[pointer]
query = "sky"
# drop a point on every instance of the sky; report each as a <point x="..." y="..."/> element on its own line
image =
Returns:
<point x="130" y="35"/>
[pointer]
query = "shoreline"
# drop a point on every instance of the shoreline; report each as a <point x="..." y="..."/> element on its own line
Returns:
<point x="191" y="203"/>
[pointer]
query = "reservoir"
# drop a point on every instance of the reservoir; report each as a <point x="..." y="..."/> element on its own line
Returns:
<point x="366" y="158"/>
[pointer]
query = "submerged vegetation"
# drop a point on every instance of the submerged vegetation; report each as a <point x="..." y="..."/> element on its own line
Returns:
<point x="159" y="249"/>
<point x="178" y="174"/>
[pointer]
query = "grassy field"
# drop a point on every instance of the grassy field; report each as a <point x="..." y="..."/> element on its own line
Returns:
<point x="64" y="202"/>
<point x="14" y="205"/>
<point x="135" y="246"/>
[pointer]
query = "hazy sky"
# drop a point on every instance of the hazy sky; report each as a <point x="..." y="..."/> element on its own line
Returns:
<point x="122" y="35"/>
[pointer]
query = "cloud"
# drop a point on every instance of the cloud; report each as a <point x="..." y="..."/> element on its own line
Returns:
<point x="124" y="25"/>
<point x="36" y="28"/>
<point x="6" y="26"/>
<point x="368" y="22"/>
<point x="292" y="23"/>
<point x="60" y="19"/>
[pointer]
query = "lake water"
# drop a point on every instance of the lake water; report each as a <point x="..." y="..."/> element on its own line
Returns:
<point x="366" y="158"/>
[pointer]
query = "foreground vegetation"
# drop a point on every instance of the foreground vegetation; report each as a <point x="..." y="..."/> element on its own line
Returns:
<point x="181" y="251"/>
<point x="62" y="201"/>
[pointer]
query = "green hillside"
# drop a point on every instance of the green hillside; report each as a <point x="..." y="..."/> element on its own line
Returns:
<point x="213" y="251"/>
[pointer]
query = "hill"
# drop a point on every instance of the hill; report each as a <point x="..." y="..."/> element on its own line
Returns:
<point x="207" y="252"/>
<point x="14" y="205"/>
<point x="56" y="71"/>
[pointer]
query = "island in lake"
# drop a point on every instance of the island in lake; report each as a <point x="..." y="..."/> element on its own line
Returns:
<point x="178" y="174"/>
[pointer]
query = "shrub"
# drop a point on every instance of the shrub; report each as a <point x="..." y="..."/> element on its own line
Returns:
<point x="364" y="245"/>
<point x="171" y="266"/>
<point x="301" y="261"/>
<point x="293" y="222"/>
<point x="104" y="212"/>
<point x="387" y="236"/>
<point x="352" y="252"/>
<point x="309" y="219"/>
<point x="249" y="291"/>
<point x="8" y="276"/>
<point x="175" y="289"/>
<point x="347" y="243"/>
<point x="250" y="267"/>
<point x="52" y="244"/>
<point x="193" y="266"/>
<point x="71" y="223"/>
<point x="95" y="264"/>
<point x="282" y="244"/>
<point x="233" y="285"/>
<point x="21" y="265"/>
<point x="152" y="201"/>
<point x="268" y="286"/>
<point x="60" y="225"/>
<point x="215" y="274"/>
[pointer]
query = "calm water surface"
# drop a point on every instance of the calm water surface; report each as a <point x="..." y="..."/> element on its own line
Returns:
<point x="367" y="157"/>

☆ ☆ ☆ ☆ ☆

#### Problem to work on:
Every entry shown earlier is to be returned exactly, line for line.

#### Solution to the exercise:
[pointer]
query = "sky"
# drop a point on every instance of the sky; report each as a <point x="..." y="..."/> element on its own line
image =
Returns:
<point x="130" y="35"/>
[pointer]
query = "shoreline"
# drop a point on every instance of the shoreline; report each as a <point x="..." y="..."/> element on its own line
Returns:
<point x="191" y="203"/>
[pointer]
query = "reservoir"
# drop a point on every instance of the reservoir; report each as a <point x="..." y="..."/> element on its own line
Returns:
<point x="366" y="158"/>
[pointer]
query = "submerged vegetation"
# drop a point on every instance of the submerged vegetation; report each as a <point x="..." y="..."/> element on its own line
Returns:
<point x="159" y="249"/>
<point x="178" y="174"/>
[pointer]
query = "grassy field"
# drop a point on every instance of the grassy field; report each as a <point x="..." y="..."/> element on its own line
Returns:
<point x="64" y="202"/>
<point x="14" y="205"/>
<point x="135" y="246"/>
[pointer]
query = "hazy sky"
# drop a point on every instance of the hazy sky; report each as a <point x="..." y="..."/> element on its own line
Returns:
<point x="122" y="35"/>
[pointer]
query = "cloud"
# drop a point on every instance of the cloud; report each as a <point x="..." y="..."/> element on its own line
Returns:
<point x="124" y="25"/>
<point x="36" y="28"/>
<point x="6" y="26"/>
<point x="368" y="22"/>
<point x="292" y="23"/>
<point x="60" y="19"/>
[pointer]
query = "lake water"
# drop a point on every instance of the lake water; report each as a <point x="..." y="..."/> element on its own line
Returns:
<point x="366" y="158"/>
[pointer]
query = "foreground vegetation"
# drop a point on every instance of the foreground vegetation; report each as a <point x="..." y="..."/> element on its own line
Returns:
<point x="181" y="251"/>
<point x="62" y="201"/>
[pointer]
query = "green hillside"
# drop a point on every instance of the green hillside; report each as a <point x="..." y="..."/> element on its own line
Returns:
<point x="213" y="251"/>
[pointer]
query = "hill"
# drop a point on every instance of the hill; report each as a <point x="..." y="..."/> element on its own line
Returns:
<point x="207" y="252"/>
<point x="14" y="205"/>
<point x="56" y="71"/>
[pointer]
query = "island in lake"
# drop a point on every instance of the island in lake; report each as a <point x="..." y="..."/> element on its own line
Returns:
<point x="178" y="174"/>
[pointer]
query = "shrub"
# drop a point on every instance of the shrub; report each as a <point x="..." y="..."/> element on its own line
Returns:
<point x="364" y="245"/>
<point x="171" y="266"/>
<point x="301" y="261"/>
<point x="293" y="222"/>
<point x="104" y="212"/>
<point x="387" y="236"/>
<point x="352" y="252"/>
<point x="309" y="219"/>
<point x="249" y="291"/>
<point x="8" y="276"/>
<point x="175" y="289"/>
<point x="347" y="243"/>
<point x="250" y="267"/>
<point x="52" y="244"/>
<point x="193" y="266"/>
<point x="71" y="223"/>
<point x="95" y="264"/>
<point x="282" y="244"/>
<point x="233" y="285"/>
<point x="21" y="265"/>
<point x="152" y="201"/>
<point x="268" y="286"/>
<point x="60" y="225"/>
<point x="215" y="274"/>
[pointer]
query = "calm water surface"
# drop a point on every instance of the calm water surface; report each as a <point x="..." y="..."/> element on its own line
Returns:
<point x="367" y="157"/>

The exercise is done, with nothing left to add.